> [RAW RECORDS]
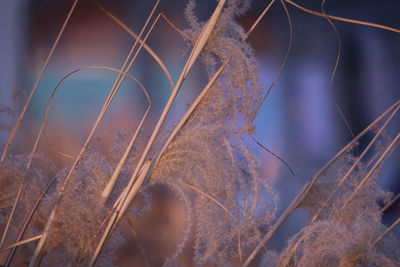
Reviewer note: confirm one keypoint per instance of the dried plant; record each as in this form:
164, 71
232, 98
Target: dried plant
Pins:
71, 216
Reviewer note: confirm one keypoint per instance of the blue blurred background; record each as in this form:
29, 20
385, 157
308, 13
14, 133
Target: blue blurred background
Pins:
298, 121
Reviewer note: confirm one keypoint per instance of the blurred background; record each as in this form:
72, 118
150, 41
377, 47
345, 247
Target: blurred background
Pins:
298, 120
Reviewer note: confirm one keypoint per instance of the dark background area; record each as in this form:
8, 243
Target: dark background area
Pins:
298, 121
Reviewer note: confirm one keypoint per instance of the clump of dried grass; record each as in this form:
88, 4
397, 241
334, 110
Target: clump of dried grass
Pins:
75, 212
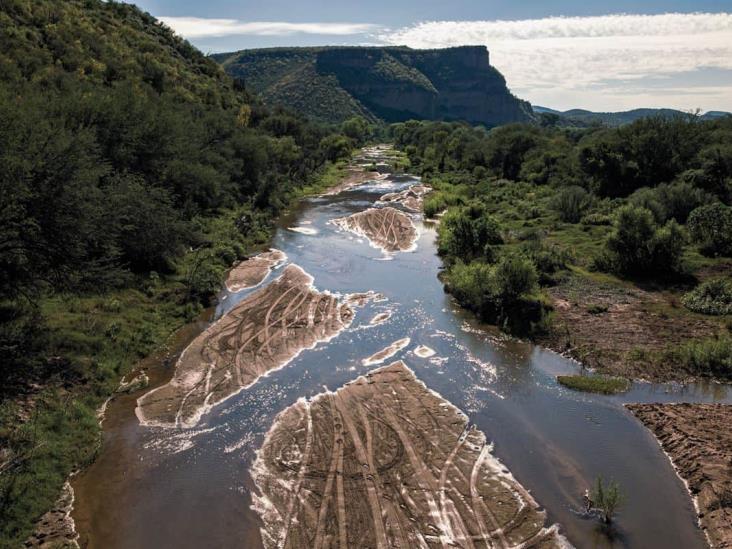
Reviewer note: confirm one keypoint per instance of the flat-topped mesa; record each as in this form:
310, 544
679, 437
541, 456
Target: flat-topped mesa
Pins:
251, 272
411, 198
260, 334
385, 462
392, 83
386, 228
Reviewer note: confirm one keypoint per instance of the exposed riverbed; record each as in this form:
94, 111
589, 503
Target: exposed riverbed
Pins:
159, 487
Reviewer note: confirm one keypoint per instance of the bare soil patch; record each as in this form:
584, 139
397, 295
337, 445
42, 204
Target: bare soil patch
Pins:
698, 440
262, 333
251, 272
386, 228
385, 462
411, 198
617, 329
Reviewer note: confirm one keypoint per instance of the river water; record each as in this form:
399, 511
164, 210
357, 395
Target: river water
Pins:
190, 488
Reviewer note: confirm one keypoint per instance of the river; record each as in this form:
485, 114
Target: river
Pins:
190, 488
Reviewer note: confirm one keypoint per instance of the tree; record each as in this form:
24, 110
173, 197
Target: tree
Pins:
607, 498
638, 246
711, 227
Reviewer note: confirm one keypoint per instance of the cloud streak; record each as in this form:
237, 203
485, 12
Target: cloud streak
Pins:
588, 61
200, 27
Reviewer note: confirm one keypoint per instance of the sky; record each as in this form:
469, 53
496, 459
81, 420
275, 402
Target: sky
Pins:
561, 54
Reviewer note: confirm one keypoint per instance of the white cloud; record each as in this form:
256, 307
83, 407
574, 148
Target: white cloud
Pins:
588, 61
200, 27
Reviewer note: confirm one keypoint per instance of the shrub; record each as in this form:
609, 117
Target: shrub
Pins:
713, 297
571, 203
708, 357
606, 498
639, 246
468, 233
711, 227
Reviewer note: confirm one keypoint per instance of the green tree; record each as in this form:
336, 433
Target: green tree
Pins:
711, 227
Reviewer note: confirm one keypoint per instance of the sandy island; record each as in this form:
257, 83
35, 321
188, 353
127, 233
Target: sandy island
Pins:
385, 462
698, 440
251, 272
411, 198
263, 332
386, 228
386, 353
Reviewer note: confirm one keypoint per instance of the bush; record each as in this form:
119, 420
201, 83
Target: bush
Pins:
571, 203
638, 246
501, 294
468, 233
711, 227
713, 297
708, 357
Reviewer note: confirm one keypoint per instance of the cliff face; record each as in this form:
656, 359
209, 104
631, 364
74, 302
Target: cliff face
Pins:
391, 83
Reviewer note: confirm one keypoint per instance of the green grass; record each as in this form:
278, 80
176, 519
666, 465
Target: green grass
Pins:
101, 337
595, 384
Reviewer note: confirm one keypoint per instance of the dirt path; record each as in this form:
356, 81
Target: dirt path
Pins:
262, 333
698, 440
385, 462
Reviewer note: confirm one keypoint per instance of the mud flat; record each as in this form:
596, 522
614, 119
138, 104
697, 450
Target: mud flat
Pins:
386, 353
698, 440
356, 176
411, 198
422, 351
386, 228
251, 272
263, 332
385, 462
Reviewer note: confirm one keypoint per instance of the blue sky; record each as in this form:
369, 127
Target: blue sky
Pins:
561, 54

> [EXERCISE] Return the records exactly. Don't carry the pictures over.

> [FINISHED TASK]
Reviewer note: confirm one keypoint per instance of the dried plant; record each as in this form:
164, 71
232, 98
Target: dried plant
Pins:
71, 216
Reviewer note: confirm one keypoint per instance of the blue blurred background; record each as in this form:
29, 20
385, 157
308, 13
14, 133
Target: blue blurred background
Pins:
298, 121
Reviewer note: confirm one keypoint per instance of the blurred background; record each as in this form:
72, 118
150, 41
377, 47
345, 247
Target: blurred background
Pins:
298, 120
Reviewer note: confirm one keypoint per instance of the dark background area; record each as in this form:
8, 243
Target: dark background area
Pins:
298, 121
Reviewer note: confirm one keypoint per instance of the clump of dried grass; record each as in this form:
88, 4
397, 241
334, 110
Target: clump of dried grass
Pins:
75, 212
Reviewer note: confirm one keypoint per instance of the flat-topped mesa; record each as in this form:
310, 544
679, 437
541, 456
Target: flat-topped mesa
Pins:
251, 272
411, 198
260, 334
385, 462
392, 83
386, 228
Reviewer note: confirm one keypoint per instance of the exposed riverbed; record each as in this form:
94, 111
589, 503
Target: exposed riverbed
Pins:
159, 487
Reviewer note: confirm one keypoint per instance of the bare soil patch; record each as in this form:
584, 139
397, 295
337, 445
42, 204
Target: bare soil patch
Pins:
698, 440
262, 333
251, 272
386, 228
385, 462
411, 198
617, 329
Reviewer note: confirm one keypoint per instance of the river water; record each as in this form:
399, 511
164, 210
357, 395
Target: river water
Pins:
190, 488
Reviewer note: confirm one keypoint per instance of the river; record each as in this form:
485, 114
Target: river
Pins:
190, 488
Reviewer note: confirm one keypoint per instance of the tree; record each as in this form:
24, 110
173, 197
Target: tree
Pins:
607, 498
638, 246
711, 227
Reviewer note: confirm one keypoint per instance of the cloud streak; record each as in this form:
237, 203
485, 12
Target: cloud streak
Pins:
588, 61
200, 27
Reviewer note: confirm one keypoint per instance of the sky; record each as in this form:
469, 53
496, 459
81, 420
275, 402
Target: sky
Pins:
561, 54
Reviewer note: confirm one keypoint per instance of the white cloud; record each as in this form:
256, 307
83, 407
574, 148
Target: white cloud
Pins:
588, 61
200, 27
Reviewer note: confirm one keypoint per instance of the shrub; record each as in this form:
609, 117
Target: shrub
Pins:
713, 297
571, 203
708, 357
606, 498
639, 246
468, 233
711, 227
Reviewer note: confirm one keypoint per instance of the green tree; record each as in this form:
336, 433
Target: green tree
Pins:
711, 227
Reviewer note: confirm one keypoint per instance of the sandy island; record each as in this form:
257, 83
35, 321
188, 353
127, 233
Target: sandy island
Pins:
385, 462
698, 440
251, 272
411, 198
263, 332
386, 228
386, 353
Reviewer note: confirm one keypoint per instance of the bush; record each as in this form:
119, 420
201, 83
Target: bush
Pins:
571, 203
638, 246
501, 294
468, 233
711, 227
713, 297
708, 357
Reviewer note: confirm one keypoint per instance of the cliff face; record each as in this form:
656, 359
209, 104
631, 364
74, 302
Target: cliff face
Pins:
391, 83
Reviewer note: confirm one keypoint per instance of the green grass; record each as in this form:
278, 80
176, 519
666, 465
Target: green grass
Pins:
101, 337
595, 384
Reviewer note: confirm one keypoint per instance of the dirt path; record each as in this form:
356, 81
Target: dirt path
Pins:
262, 333
698, 440
385, 462
Reviewer note: confirm one keypoint per instance of the mud flat; record each as in this form:
596, 522
614, 119
138, 104
697, 450
Target: mud flat
Pins:
386, 353
698, 440
356, 176
411, 198
422, 351
386, 228
251, 272
263, 332
385, 462
Reviewer note: confirm one keypoint per instance of the blue sky; record each as in this form:
369, 127
Target: blue sky
Pins:
561, 54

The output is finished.